Source excerpt:
____

Why I won’t support Santa Clara’s Sales Tax vote for transportation projects

As a retailer, I’ve always had a sensitivity to pricing issues for the products we sell. We have to provide a “compelling selling proposition” to our customers. An exchange of goods and services for payment that makes sense to retailer (that’s us) and customer (that’s you). We try very hard to be as competitive as possible, and thankfully there are some suppliers who give us the same deals they offer the on-line world. Level playing field, as they say.

But then there’s sales tax. We don’t yet live in a world where on-line sales tax is universally charged. It’s happening, but very, very slowly. Amazon, for example, is charging local sales taxes on goods shipped from its own warehouses, but not for goods shipped from 3rd-parties. Some companies openly flaunt the fact that you aren’t paying sales tax when buying from them, and of course forget to mention that you’re legally required to pay them (yes, there’s a section for out-of-state purchases on your California Income Tax Return). Until recently, enforcement was non-existent, but the state is selectively going after some people. Still, the perception is, buy from out of state and save $$$.

____

Data section:
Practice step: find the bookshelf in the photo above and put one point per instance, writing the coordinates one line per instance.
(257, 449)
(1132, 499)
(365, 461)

____

Task requirements: List every remark that the sales tax piece places inside parentheses.

Response below:
- that's us
- that's you
- yes, there's a section for out-of-state purchases on your California Income Tax Return